Posted on 05/01/2002 4:39:27 AM PDT by Non-Sequitur
The notion that Lincolns Union preceded the states is a tall tale. Author Tom DiLorenzo, in his celebrated new book, The Real Lincoln, calls it Lincolns spectacular lie, as so named by Emory University philosopher, Donald Livingston.
The War Between the States was fought, in Lincolns mind, to preserve the sanctity of centralization powered by a strong and unchecked federal government. Only through such an established order could Lincoln do his Whig friends the honor of advancing The American System, a mercantilist arrangement that spawned corporate welfare, a monetary monopoly for the Feds, and a protectionist tariff approach that stymied free traders everywhere.
This power role for the Feds, as envisioned by Lincoln, had no room for the philosophy of the earlier Jeffersonians, who in 1798, were declaring that states rights were supreme. Both Madison and Jefferson, in the Kentucky and Virginia Resolutions, legitimized the concept of state sovereignty via the policy of nullification, an inherent right for states to declare federal acts invalid if unconstitutional. And before that, let it be duly noted that the right to secede is, as DiLorenzo says, not expressly prohibited by the Constitution.

-----

OBJECTIVE A:
Translate this sentence from the Lincoln article into Spanish: "The notion that Lincolns Union preceded the states is a tall tale."
OBJECTIVE B:
In the Lincoln article, who gave the name "Lincolns spectacular lie" to the notion that the Union preceded the states?
OBJECTIVE C:
Continue the Lincoln article from its final sentence.

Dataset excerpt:
-----

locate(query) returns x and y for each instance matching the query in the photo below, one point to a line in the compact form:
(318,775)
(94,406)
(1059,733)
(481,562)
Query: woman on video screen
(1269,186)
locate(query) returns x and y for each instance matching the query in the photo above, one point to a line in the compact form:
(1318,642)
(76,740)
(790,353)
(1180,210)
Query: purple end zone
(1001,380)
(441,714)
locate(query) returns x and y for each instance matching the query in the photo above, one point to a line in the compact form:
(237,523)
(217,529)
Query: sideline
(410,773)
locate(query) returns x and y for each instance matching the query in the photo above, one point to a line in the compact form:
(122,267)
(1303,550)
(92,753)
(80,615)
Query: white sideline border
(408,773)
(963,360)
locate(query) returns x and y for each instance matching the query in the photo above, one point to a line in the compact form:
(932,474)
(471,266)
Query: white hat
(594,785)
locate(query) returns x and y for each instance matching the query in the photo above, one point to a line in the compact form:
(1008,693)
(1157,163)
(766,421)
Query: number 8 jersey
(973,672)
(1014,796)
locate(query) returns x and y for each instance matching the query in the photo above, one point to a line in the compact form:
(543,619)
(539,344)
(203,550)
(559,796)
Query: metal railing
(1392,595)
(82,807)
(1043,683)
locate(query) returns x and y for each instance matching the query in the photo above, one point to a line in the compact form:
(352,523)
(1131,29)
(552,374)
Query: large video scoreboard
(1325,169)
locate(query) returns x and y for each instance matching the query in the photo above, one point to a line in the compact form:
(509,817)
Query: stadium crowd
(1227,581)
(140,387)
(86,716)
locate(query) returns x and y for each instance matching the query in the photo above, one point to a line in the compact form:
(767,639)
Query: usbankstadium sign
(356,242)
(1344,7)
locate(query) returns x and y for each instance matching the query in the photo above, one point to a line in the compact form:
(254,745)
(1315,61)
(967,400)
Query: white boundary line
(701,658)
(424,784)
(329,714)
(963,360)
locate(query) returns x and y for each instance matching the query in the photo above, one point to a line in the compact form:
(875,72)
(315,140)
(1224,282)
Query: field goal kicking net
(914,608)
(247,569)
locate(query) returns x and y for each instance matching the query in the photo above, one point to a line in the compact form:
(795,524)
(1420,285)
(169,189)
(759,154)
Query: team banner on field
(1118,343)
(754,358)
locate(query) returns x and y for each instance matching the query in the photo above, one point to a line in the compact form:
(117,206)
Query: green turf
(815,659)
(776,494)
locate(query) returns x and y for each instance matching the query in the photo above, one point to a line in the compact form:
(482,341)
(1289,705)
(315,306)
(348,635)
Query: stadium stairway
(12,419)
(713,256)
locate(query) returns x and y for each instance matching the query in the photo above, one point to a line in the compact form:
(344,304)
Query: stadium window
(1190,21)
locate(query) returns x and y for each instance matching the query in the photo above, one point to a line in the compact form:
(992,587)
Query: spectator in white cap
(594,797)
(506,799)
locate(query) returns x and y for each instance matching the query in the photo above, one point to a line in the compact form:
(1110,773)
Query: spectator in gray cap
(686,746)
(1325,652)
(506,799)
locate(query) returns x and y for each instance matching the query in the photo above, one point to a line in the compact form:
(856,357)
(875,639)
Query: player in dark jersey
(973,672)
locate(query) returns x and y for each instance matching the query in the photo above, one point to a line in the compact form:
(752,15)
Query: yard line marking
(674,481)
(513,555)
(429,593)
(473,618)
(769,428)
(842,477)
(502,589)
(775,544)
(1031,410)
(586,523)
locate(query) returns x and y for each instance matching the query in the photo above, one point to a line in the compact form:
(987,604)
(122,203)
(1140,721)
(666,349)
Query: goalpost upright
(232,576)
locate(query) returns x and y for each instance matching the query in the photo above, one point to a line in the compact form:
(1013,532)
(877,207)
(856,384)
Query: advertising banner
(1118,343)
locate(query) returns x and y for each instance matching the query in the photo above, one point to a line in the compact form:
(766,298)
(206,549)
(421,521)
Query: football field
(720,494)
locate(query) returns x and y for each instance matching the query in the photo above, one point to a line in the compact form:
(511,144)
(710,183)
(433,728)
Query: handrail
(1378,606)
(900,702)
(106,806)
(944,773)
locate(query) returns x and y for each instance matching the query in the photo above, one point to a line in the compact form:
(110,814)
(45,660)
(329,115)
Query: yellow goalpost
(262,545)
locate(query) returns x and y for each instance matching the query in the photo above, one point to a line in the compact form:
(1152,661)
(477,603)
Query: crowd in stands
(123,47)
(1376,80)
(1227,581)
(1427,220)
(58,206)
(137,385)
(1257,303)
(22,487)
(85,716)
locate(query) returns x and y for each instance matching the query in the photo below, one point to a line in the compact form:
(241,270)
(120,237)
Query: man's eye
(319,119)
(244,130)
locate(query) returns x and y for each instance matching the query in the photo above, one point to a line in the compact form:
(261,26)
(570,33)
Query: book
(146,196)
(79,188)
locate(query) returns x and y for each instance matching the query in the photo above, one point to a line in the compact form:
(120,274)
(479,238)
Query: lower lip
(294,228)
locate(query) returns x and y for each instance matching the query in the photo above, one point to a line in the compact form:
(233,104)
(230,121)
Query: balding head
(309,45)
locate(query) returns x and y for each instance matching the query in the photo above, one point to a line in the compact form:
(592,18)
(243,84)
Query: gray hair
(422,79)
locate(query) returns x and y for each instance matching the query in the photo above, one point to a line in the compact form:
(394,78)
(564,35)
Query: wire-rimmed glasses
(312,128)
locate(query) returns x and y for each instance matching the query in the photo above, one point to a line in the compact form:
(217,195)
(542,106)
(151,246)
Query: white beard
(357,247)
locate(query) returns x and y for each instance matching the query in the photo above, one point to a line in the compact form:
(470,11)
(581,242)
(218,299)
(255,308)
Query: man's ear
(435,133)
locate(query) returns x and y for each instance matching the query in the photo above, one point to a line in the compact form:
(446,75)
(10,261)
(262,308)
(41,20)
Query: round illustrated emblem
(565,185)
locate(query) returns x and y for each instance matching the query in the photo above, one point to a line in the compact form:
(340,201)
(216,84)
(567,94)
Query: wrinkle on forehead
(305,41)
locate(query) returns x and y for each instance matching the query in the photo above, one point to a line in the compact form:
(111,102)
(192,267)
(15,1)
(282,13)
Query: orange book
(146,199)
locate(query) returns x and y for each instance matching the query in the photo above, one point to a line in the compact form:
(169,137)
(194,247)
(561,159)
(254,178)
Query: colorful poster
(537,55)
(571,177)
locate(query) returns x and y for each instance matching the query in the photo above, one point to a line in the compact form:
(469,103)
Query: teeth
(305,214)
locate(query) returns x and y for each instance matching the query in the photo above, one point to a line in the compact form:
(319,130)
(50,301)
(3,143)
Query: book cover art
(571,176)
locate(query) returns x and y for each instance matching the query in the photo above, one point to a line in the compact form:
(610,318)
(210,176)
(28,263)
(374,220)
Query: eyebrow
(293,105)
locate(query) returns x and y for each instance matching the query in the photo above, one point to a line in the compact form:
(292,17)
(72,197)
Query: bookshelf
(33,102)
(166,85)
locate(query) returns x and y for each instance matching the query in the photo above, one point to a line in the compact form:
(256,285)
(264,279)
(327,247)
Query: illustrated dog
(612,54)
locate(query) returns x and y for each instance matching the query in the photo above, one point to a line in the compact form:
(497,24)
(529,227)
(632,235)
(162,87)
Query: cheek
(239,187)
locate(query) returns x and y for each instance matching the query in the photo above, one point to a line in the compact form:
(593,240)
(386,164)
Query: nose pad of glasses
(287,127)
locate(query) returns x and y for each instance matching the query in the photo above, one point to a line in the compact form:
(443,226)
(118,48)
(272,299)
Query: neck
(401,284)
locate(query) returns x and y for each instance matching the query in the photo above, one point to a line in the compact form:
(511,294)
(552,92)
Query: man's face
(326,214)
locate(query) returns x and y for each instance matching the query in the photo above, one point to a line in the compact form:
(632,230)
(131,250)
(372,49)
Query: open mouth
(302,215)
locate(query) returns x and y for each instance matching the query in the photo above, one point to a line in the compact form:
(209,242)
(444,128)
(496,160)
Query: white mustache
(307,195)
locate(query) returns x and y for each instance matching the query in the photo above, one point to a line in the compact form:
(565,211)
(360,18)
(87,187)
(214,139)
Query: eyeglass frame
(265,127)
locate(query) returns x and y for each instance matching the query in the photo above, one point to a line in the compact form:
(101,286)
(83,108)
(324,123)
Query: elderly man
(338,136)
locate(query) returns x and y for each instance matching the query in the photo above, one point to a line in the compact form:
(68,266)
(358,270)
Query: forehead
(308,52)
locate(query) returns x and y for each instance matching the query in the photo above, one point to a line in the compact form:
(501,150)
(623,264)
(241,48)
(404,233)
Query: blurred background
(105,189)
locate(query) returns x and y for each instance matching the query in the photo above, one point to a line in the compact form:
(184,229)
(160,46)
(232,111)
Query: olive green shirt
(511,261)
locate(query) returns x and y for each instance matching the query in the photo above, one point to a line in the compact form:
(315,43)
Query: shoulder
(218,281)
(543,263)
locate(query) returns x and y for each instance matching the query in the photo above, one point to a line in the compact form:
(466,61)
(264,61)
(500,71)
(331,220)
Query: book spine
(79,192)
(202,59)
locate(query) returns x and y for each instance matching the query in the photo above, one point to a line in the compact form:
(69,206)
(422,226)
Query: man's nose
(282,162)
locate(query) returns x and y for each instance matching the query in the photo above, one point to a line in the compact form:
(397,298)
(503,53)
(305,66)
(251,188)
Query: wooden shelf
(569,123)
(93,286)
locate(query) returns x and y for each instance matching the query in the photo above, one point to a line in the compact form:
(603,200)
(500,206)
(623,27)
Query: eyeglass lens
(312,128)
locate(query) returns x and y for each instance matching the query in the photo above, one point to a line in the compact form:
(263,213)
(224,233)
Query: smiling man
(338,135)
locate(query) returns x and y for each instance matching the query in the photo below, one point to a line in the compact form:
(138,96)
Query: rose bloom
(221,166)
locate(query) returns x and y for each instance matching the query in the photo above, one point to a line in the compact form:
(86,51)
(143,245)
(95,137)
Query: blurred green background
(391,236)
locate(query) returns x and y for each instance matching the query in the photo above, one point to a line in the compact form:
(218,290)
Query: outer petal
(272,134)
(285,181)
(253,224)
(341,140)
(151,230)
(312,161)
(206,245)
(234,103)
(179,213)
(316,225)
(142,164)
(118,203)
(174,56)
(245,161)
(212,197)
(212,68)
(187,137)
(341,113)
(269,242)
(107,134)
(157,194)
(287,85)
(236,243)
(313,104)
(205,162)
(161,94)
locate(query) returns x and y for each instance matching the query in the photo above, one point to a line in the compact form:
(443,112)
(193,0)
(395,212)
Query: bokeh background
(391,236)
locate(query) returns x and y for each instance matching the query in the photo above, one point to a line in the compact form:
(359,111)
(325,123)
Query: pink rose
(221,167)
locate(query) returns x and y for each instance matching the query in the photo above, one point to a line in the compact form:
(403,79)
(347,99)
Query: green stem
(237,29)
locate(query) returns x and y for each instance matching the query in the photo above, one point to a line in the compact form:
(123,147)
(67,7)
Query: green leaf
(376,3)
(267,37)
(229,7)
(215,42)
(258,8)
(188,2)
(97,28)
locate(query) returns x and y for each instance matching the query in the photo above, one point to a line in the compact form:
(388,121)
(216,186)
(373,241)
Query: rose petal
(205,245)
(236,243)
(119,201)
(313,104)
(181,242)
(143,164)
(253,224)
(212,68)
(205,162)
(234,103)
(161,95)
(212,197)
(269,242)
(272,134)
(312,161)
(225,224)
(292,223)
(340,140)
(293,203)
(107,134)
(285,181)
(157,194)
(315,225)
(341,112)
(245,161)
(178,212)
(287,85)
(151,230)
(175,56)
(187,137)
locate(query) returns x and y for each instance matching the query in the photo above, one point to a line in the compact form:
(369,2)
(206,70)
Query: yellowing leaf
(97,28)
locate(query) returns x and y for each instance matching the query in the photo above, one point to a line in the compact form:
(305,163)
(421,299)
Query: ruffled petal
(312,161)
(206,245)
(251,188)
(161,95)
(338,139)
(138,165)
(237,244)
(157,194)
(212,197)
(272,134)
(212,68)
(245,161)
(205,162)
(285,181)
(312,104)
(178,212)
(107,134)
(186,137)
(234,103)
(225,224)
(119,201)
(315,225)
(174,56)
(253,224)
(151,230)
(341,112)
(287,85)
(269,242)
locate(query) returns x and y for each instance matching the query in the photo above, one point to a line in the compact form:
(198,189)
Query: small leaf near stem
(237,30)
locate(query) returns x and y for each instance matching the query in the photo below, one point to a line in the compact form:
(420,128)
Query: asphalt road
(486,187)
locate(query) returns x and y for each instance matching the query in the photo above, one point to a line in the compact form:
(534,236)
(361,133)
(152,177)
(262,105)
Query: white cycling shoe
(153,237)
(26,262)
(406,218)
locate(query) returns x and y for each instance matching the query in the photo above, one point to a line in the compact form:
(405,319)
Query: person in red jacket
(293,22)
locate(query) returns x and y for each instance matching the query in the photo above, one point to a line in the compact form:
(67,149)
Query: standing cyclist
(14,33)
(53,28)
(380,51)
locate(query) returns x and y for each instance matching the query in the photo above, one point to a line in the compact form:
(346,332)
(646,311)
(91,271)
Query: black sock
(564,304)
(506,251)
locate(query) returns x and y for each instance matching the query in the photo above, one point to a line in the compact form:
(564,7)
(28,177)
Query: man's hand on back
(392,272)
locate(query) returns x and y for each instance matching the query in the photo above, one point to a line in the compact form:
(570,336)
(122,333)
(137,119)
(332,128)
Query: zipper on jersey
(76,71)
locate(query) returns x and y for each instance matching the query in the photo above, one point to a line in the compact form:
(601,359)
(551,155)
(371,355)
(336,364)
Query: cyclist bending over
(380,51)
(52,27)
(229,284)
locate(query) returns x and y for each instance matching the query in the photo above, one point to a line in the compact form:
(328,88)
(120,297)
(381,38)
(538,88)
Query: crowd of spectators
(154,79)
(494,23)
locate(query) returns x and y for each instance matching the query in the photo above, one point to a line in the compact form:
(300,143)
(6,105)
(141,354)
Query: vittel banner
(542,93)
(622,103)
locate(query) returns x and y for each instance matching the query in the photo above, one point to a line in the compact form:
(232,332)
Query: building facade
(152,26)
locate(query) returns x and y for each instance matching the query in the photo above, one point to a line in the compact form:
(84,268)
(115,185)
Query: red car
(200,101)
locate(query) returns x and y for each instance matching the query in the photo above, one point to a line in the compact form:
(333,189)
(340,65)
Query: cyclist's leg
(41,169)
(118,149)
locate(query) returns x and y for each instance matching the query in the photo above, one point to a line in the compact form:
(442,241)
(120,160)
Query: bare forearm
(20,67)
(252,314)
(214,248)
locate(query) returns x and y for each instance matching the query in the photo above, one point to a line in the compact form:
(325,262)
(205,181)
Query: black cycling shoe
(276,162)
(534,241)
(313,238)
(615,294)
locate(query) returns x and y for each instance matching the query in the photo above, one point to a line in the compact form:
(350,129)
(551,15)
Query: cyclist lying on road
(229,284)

-----

EXERCISE RESULT A:
La idea de que la Unión de Lincoln precedió a los estados es un cuento exagerado.

EXERCISE RESULT B:
Donald Livingston, a philosopher at Emory University.

EXERCISE RESULT C:
Lincoln, however, believed that secession was basically an act of treason. To him, the glory of the Union was based upon a holier-than-thou view of the core elites who would run the Washington Machine, doling out the federal largesse to its friends and political supporters, those mostly being Northern manufacturers and merchants. Therefore, the Southern secessionist movement and its claim of self-rule violated the Lincolnian principle of nationalization and coercive law in his move toward complete centralization. So what was Lincoln to do?
Lincoln had to stamp out Southern Independence, and would start with a demonization of secession as an ingenious sophism. DiLorenzo focuses on the two political arguments Lincoln used against secession, one being that secession inevitably meant anarchy, which therefore violated the principle of majority rule. As DiLorenzo points out, the founders of our system of government clearly understood that political decisions under majority rule are always more to the liking of the voters in a smaller political unit. The other Lincoln argument against peaceful secession is that allowing the Southern states to secede would lead to more secession, which in turn leads to anarchy. Clearly, that is a crass argument that would not stand the test of time.
The advocates of secession, says DiLorenzo, always understood that it stood as a powerful check on the expansive proclivities of government and that even the threat of secession or nullification could modify the federal governments inclination to overstep its constitutional bounds.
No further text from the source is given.